** START OF Data supplied **

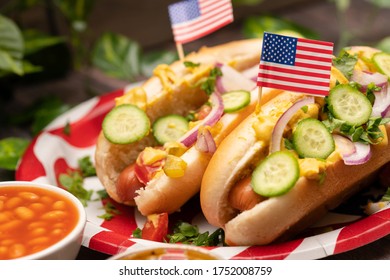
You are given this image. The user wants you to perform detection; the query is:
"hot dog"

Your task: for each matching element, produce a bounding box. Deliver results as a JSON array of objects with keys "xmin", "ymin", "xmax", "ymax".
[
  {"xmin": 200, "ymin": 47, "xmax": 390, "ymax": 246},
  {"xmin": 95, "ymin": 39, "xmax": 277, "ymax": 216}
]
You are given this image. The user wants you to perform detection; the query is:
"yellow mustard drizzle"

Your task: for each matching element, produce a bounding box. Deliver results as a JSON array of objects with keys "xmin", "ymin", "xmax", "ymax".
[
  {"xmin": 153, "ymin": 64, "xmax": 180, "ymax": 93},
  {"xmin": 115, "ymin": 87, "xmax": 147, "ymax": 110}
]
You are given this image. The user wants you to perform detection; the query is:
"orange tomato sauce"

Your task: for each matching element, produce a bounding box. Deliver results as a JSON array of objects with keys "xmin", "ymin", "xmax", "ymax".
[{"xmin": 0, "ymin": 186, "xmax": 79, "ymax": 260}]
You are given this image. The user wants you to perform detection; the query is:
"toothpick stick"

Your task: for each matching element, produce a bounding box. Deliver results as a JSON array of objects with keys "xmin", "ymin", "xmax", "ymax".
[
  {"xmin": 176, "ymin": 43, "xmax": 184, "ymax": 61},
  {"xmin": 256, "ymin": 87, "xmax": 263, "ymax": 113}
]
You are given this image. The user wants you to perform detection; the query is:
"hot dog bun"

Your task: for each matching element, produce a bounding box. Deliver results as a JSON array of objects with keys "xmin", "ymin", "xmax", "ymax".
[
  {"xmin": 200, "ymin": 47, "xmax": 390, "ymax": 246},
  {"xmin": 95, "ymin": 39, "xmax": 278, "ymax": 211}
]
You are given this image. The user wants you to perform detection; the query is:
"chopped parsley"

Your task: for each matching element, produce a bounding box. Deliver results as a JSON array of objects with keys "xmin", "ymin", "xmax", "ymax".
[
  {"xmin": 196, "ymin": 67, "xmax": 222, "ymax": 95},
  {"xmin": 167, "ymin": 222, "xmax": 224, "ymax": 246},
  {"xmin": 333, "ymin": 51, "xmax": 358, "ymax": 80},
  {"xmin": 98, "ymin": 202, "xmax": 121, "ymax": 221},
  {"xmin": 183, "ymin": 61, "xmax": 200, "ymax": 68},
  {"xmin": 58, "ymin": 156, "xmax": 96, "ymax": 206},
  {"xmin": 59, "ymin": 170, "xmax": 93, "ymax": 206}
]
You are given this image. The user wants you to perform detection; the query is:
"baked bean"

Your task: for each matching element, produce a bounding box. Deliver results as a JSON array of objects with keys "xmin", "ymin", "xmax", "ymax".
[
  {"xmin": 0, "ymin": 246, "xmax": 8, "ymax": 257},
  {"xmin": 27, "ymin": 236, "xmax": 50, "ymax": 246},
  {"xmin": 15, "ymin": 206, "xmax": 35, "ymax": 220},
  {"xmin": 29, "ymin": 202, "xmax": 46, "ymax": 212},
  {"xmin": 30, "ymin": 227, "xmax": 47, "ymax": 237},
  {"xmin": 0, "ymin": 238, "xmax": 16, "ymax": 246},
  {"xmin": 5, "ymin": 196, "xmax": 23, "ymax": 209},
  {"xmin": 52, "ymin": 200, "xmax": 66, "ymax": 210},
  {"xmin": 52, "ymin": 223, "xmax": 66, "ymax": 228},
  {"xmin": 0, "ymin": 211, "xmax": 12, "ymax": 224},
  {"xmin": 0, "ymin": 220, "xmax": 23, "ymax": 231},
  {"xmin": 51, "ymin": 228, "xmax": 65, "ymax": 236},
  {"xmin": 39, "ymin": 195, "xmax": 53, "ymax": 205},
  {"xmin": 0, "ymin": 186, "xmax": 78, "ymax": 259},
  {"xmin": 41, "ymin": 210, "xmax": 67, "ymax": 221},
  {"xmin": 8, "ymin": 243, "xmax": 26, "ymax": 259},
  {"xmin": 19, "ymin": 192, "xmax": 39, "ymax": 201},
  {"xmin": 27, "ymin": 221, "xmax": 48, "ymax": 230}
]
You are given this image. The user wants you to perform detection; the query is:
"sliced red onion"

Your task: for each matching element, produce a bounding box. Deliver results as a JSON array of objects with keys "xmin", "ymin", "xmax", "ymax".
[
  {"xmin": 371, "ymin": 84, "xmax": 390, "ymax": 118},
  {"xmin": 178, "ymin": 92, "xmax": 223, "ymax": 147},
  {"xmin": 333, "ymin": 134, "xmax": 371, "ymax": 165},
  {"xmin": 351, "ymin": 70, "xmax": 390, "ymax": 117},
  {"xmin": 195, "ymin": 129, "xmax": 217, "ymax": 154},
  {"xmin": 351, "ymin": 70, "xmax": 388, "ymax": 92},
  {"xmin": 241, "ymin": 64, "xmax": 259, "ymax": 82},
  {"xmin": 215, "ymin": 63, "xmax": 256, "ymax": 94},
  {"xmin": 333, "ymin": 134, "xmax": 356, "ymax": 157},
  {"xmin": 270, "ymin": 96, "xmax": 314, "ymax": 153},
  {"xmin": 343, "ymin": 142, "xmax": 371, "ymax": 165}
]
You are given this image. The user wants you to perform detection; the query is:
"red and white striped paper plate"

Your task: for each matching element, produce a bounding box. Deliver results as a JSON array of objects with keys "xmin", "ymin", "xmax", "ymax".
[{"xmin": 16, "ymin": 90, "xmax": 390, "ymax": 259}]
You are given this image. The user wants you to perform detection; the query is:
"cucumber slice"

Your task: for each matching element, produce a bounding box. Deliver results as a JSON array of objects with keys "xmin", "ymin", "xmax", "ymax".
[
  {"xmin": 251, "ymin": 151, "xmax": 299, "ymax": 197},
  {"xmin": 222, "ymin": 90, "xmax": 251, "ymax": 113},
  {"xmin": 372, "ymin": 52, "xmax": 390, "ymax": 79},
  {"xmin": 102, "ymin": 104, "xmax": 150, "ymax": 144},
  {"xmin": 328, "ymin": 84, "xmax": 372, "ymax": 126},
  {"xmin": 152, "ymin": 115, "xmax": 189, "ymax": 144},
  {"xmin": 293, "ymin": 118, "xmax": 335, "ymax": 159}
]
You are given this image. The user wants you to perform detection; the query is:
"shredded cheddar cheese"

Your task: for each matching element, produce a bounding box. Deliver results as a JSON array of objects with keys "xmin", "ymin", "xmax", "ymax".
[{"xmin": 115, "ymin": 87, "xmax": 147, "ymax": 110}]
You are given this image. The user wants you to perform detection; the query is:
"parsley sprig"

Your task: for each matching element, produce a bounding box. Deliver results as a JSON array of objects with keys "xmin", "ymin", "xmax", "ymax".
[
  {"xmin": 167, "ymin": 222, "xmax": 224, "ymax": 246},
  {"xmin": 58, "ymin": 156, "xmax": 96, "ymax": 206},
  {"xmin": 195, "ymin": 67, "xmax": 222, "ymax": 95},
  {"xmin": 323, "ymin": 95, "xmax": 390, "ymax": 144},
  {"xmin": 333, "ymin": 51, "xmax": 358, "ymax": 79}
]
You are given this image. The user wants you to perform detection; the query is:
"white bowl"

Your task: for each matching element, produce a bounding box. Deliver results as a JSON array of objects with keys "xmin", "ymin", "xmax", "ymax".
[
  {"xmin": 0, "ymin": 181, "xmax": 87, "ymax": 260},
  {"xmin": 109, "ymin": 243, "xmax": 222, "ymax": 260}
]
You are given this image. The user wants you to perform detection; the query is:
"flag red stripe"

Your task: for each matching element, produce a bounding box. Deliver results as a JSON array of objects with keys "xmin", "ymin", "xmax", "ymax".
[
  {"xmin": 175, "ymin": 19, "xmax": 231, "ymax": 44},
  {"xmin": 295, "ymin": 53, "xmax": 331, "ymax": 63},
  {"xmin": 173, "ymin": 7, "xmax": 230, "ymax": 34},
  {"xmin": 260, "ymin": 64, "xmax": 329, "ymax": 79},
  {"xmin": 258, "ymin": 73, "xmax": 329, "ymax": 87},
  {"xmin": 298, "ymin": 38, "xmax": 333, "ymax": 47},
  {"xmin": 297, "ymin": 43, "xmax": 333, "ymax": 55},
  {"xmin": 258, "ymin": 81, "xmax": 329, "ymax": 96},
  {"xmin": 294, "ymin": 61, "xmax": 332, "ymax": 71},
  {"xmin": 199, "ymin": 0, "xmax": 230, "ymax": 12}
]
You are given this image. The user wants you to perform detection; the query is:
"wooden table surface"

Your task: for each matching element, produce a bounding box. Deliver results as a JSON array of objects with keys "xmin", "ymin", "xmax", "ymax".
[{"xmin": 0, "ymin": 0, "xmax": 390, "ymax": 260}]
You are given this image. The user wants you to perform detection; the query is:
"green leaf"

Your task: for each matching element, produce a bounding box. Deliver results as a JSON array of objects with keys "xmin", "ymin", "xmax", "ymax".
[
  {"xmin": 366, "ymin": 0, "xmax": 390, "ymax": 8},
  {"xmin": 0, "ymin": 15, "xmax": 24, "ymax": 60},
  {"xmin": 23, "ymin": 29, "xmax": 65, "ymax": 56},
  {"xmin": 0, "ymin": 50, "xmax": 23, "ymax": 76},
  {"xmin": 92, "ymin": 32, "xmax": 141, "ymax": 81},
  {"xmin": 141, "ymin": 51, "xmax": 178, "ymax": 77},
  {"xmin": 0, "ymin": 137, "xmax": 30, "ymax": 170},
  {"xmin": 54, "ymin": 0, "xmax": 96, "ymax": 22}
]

** END OF Data supplied **
** START OF Data supplied **

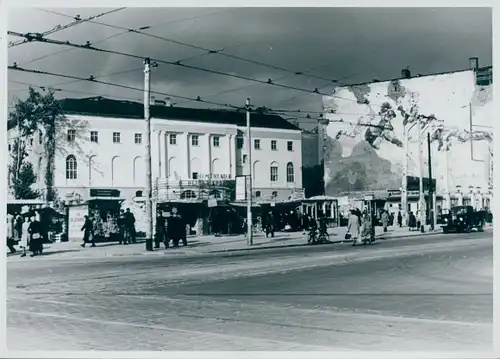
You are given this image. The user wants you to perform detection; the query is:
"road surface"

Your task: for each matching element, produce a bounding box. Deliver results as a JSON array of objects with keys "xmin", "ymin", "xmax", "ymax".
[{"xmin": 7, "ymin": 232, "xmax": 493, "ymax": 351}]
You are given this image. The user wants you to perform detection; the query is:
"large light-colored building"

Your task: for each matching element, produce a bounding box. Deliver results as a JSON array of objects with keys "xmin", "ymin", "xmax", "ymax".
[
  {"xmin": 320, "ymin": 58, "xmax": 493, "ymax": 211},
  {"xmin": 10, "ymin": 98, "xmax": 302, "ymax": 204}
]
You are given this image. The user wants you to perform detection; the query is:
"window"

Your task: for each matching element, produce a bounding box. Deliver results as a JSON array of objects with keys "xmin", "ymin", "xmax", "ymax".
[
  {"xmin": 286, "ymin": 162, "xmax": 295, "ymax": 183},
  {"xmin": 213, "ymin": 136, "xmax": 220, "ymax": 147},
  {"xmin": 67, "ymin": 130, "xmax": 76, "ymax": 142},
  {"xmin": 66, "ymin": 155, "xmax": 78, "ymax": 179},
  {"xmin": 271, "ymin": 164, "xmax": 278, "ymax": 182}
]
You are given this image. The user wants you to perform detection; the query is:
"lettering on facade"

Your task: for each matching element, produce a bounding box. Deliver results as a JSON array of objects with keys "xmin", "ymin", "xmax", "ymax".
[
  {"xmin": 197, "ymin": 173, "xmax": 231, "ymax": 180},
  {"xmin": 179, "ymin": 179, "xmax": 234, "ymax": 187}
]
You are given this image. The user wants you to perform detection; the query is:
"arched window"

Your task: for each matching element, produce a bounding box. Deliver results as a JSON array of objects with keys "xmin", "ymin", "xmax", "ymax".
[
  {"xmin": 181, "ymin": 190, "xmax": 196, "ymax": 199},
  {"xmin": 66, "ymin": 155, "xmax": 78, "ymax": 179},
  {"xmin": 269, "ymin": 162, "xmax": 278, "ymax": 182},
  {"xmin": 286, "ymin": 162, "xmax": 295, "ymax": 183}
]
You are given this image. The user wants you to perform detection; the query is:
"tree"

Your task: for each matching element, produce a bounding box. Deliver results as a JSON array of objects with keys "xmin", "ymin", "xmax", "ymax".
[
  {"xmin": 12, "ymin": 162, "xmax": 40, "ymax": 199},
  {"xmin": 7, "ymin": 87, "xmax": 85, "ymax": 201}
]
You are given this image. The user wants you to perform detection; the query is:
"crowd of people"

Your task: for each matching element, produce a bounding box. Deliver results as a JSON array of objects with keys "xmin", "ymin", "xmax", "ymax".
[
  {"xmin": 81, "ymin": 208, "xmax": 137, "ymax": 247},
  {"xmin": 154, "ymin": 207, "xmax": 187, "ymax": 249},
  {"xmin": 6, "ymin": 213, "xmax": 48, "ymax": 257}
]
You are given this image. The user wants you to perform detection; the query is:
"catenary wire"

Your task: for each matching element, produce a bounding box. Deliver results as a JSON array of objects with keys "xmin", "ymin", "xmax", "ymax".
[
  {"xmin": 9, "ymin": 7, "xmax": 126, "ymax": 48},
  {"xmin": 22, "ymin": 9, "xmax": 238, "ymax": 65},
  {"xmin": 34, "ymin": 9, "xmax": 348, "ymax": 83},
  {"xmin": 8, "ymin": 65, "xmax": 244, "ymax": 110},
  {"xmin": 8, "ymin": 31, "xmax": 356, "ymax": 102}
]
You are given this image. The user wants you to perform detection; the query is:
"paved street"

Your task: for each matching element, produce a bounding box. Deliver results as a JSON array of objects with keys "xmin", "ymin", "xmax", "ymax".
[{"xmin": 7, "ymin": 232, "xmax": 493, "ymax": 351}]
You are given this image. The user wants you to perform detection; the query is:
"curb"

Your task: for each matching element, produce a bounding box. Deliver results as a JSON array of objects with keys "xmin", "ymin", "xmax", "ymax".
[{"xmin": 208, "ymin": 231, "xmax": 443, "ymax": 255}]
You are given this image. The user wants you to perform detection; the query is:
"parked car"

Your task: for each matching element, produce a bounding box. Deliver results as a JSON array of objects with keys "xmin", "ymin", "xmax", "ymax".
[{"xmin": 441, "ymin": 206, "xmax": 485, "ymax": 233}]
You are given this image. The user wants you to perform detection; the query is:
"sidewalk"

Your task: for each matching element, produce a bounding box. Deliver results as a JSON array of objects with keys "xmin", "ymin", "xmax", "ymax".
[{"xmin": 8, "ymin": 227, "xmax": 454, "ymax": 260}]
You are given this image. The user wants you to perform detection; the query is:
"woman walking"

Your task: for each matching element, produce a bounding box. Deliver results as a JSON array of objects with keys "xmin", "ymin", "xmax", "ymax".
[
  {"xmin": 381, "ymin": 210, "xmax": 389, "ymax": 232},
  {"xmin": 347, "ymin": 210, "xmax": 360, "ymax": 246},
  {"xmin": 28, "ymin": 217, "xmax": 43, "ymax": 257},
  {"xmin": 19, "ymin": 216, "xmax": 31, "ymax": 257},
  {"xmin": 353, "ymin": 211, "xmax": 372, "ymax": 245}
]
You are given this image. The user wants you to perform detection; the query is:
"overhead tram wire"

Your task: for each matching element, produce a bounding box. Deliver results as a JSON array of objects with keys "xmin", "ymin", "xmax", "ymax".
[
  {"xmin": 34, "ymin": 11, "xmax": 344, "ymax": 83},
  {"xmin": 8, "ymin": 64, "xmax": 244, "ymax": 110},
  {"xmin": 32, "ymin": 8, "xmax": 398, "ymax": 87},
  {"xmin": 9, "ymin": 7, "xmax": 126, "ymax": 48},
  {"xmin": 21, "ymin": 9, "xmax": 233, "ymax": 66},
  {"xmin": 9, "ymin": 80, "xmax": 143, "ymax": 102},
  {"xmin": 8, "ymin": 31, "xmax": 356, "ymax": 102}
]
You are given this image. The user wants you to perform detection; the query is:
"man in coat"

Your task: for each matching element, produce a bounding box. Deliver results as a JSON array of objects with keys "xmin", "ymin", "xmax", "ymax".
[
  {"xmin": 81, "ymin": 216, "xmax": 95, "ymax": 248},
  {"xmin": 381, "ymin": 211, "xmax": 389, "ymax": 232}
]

** END OF Data supplied **
** START OF Data supplied **

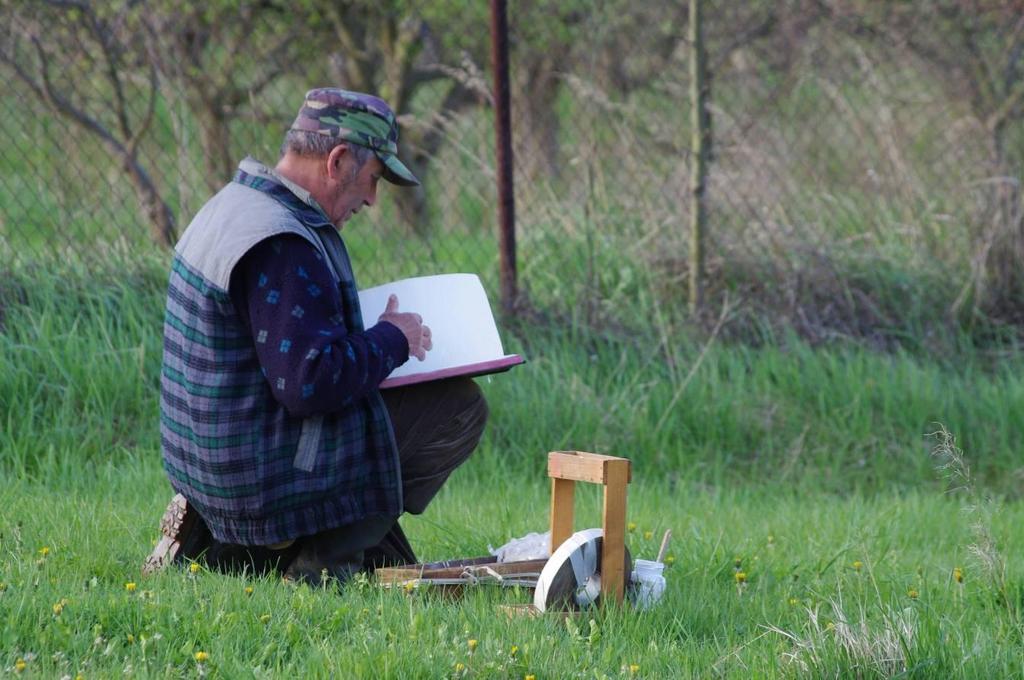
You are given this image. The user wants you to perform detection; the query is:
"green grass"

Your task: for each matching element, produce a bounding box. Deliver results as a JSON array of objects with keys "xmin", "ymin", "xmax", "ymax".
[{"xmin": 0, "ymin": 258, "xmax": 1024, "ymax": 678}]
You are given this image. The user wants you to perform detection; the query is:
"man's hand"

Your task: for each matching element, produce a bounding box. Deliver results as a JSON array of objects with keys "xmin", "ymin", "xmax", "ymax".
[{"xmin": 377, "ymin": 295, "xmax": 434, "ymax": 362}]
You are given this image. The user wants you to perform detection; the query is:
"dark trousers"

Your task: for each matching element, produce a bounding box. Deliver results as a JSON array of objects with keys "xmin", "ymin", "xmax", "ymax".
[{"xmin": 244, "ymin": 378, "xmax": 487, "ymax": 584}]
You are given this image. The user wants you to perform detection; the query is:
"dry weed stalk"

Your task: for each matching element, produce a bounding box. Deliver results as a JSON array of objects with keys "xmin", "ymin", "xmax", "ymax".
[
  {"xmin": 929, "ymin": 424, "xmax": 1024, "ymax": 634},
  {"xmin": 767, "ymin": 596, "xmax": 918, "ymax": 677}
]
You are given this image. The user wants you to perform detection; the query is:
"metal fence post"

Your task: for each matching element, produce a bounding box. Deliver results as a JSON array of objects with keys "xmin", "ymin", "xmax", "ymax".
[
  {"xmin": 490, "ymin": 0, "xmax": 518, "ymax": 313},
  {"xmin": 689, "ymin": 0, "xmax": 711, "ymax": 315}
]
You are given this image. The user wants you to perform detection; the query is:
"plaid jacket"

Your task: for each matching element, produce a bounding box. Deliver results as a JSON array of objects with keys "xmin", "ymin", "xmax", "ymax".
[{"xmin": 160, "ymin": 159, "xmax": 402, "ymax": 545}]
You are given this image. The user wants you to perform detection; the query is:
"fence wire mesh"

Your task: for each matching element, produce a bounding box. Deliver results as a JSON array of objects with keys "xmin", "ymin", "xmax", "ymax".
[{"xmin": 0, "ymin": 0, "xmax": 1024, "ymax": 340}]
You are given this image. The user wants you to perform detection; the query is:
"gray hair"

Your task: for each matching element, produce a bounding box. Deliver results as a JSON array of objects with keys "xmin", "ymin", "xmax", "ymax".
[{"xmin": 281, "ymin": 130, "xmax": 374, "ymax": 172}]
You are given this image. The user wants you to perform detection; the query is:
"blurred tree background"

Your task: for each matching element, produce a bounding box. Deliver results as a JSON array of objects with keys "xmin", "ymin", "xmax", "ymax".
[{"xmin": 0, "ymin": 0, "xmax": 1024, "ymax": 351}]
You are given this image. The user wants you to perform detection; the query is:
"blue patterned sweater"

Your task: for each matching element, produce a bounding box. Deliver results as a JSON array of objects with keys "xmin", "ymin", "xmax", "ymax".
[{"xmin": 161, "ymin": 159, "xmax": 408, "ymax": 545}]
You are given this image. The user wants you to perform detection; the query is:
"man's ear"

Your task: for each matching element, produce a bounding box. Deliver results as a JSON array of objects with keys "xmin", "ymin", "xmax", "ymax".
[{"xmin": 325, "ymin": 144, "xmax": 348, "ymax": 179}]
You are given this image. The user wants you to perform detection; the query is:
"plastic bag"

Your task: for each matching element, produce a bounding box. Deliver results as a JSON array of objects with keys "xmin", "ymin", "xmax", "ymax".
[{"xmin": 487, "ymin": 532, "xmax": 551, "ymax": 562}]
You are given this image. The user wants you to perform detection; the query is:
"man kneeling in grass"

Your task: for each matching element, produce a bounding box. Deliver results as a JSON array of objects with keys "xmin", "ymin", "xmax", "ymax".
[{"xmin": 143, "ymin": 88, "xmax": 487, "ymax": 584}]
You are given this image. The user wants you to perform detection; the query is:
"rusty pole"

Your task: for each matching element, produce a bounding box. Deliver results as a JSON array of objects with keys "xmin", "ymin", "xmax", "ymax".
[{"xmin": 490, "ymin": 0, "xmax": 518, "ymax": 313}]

** END OF Data supplied **

■ What the task requires
Find and copy every line in the entries above that contains the string "wire". The match must have the same case.

■ Solution to this problem
"catenary wire"
"overhead tram wire"
"fence wire mesh"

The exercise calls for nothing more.